**What you should do**
Locate the line containing "Mark every instance of the white dress" in the data below. Reproduce it and every following line up to the end, exactly as given.

Position identification records:
>> Start
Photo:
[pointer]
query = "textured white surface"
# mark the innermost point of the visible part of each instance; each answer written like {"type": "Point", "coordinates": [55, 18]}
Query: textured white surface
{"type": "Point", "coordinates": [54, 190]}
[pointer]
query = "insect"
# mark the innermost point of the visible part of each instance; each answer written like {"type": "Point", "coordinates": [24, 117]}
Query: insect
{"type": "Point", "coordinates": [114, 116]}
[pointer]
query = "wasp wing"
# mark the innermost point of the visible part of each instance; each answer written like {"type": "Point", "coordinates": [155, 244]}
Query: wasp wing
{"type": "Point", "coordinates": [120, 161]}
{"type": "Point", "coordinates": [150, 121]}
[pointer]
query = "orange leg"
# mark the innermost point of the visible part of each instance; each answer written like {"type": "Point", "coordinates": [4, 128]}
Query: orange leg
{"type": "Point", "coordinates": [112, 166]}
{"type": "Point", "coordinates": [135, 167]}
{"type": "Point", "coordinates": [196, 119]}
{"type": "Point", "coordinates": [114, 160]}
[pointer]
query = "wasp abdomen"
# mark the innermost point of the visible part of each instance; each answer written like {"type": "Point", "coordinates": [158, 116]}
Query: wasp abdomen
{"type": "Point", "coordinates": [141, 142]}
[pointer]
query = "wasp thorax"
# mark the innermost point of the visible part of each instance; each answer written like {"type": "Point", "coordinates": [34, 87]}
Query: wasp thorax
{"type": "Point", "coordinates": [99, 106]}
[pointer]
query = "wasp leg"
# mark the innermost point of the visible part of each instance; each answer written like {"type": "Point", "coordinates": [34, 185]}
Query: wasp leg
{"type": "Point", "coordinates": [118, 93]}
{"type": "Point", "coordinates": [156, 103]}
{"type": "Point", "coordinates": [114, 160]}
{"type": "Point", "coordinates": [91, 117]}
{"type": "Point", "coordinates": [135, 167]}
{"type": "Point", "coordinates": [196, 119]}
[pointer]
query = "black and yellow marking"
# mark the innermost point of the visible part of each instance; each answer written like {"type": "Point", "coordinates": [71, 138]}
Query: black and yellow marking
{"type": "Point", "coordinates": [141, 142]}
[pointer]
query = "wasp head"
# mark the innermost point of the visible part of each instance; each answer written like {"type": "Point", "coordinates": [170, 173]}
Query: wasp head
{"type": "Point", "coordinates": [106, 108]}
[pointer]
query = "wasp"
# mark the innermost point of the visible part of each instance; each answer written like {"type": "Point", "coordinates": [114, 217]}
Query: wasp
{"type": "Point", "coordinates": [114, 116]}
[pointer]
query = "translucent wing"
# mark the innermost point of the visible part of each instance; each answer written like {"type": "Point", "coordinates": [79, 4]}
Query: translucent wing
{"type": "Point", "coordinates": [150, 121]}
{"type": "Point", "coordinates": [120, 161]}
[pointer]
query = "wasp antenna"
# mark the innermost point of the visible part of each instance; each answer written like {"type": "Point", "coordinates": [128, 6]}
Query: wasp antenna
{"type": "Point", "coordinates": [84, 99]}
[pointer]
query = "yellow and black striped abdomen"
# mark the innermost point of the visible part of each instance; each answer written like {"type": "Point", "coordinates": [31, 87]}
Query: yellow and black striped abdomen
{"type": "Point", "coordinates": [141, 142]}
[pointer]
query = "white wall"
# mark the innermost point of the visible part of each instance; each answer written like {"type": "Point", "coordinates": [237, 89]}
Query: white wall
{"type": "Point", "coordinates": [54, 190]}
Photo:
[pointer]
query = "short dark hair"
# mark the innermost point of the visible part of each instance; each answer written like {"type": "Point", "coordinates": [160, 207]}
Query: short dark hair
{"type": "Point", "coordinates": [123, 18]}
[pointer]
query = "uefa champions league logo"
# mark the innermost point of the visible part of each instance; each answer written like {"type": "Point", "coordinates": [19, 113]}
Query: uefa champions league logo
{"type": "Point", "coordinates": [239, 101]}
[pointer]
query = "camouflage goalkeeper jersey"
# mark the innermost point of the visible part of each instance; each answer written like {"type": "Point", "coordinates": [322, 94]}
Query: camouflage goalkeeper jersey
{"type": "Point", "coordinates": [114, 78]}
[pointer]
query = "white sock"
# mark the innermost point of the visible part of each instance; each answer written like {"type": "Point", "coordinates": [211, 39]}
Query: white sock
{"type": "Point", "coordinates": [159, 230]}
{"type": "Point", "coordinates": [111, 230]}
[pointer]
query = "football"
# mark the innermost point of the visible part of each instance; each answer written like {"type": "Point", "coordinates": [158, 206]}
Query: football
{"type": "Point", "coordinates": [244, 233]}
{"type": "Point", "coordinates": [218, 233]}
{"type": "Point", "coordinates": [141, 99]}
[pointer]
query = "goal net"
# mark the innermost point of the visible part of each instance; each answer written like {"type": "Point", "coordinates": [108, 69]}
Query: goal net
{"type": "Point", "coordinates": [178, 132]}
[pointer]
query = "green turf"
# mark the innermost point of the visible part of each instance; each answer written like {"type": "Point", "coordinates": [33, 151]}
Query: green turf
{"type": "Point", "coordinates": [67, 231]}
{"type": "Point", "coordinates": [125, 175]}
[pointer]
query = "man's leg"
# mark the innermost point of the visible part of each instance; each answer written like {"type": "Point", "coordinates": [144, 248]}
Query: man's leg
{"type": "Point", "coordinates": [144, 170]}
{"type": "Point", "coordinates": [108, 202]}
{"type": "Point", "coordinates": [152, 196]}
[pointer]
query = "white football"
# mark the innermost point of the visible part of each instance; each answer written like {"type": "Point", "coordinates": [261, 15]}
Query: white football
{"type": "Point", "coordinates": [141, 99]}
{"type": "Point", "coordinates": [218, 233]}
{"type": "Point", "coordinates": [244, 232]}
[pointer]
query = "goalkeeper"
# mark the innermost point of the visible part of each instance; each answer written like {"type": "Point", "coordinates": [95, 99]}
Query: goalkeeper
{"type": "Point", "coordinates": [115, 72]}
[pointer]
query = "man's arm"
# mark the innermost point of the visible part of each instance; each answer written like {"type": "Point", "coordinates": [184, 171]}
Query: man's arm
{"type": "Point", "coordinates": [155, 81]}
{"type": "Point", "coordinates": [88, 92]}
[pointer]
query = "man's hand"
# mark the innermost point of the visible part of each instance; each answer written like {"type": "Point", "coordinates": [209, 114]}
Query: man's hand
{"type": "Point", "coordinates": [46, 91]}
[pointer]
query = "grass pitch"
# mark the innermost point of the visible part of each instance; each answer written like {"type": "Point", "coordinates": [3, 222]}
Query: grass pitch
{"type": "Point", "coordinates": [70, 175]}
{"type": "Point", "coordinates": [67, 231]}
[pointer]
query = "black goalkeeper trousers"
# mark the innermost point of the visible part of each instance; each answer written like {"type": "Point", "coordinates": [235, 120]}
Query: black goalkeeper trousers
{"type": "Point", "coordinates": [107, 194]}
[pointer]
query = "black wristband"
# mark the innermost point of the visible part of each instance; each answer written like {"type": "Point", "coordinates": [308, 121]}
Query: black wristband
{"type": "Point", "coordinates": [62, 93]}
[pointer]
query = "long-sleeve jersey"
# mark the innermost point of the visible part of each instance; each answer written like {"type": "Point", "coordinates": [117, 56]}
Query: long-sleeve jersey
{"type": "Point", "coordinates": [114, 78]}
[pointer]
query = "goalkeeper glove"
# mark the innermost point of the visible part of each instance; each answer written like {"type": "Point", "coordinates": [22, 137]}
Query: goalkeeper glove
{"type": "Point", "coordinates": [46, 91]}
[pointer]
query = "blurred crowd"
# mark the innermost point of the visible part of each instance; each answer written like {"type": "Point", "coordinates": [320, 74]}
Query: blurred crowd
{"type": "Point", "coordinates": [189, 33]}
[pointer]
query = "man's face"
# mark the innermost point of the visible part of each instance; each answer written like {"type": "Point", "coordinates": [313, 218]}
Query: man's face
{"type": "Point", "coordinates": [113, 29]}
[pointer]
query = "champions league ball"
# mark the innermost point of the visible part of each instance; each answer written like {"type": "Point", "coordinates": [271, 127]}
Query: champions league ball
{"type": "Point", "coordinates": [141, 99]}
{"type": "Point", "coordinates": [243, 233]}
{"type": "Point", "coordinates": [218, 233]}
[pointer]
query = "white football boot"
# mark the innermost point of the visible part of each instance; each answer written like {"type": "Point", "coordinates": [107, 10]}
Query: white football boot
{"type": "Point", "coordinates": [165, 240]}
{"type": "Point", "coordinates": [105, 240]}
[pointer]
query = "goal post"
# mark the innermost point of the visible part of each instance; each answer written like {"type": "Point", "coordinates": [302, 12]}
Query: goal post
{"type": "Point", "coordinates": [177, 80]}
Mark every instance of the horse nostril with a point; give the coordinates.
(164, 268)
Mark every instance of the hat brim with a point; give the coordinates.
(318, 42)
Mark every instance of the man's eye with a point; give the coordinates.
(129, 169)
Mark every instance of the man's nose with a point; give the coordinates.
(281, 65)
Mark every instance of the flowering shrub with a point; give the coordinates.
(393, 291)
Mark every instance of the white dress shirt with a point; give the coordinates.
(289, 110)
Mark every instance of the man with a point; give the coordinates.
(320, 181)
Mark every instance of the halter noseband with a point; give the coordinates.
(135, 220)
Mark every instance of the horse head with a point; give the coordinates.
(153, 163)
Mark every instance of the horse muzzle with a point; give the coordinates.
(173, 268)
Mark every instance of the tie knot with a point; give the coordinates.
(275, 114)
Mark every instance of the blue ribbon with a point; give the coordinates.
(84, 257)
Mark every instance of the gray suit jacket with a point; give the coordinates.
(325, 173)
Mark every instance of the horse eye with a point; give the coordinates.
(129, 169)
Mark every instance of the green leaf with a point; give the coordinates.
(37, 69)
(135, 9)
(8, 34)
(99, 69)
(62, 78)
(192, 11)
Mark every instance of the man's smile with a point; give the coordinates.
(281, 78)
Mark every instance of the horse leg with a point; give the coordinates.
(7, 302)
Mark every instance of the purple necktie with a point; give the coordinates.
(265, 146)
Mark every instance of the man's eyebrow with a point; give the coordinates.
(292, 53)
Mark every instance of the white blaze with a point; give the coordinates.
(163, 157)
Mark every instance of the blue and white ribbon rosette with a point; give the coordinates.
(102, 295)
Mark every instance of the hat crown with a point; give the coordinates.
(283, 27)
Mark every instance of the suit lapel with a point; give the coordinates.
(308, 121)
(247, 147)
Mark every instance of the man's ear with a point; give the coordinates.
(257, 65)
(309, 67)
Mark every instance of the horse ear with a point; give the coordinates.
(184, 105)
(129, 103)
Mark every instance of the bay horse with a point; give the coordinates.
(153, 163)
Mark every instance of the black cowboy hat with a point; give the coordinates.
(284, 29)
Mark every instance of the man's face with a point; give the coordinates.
>> End
**Written solution**
Mark every instance of the white dress shirt with a point; give the coordinates.
(289, 110)
Mark every instance of the man with a point; give the coordinates.
(320, 181)
Mark every instance of the halter noseband with a point; give the coordinates.
(135, 220)
Mark every instance of the horse head with a point; give the coordinates.
(153, 163)
Mark every instance of the horse muzzle with a point; give the coordinates.
(173, 268)
Mark every instance of the tie knot with a point; give the coordinates.
(275, 114)
Mark every instance of the blue ribbon with a point; give the coordinates.
(84, 257)
Mark every instance of the gray suit jacket with a point; give the coordinates.
(325, 173)
Mark every instance of the horse eye with a point; give the coordinates.
(129, 169)
Mark every instance of the green leaf with a point; give the coordinates.
(37, 69)
(135, 9)
(8, 34)
(99, 69)
(62, 78)
(192, 11)
Mark every instance of the man's smile with a point; give the coordinates.
(281, 78)
Mark every instance of the horse leg with a point; give the coordinates.
(7, 302)
Mark every instance of the purple necktie with a point; give the coordinates.
(265, 146)
Mark every instance of the man's eyebrow with a point; give the coordinates.
(292, 53)
Mark every instance of the white blaze with a point; give the coordinates.
(163, 157)
Mark every instance of the blue and white ribbon rosette with a point; give the coordinates.
(102, 295)
Mark every instance of the hat crown with a point; give the coordinates.
(283, 27)
Mark every instance of the suit lapel with a point; give the coordinates.
(308, 121)
(247, 147)
Mark every instance of the man's ear with a point; give the coordinates.
(257, 65)
(309, 67)
Mark every instance of the horse ear with a point; give the coordinates.
(184, 105)
(129, 103)
Mark every instance of the bay horse with a point; give the coordinates.
(153, 163)
Mark every instance of the black cowboy hat with a point; give the coordinates.
(284, 29)
Mark every instance of the man's face with a point; give the coordinates.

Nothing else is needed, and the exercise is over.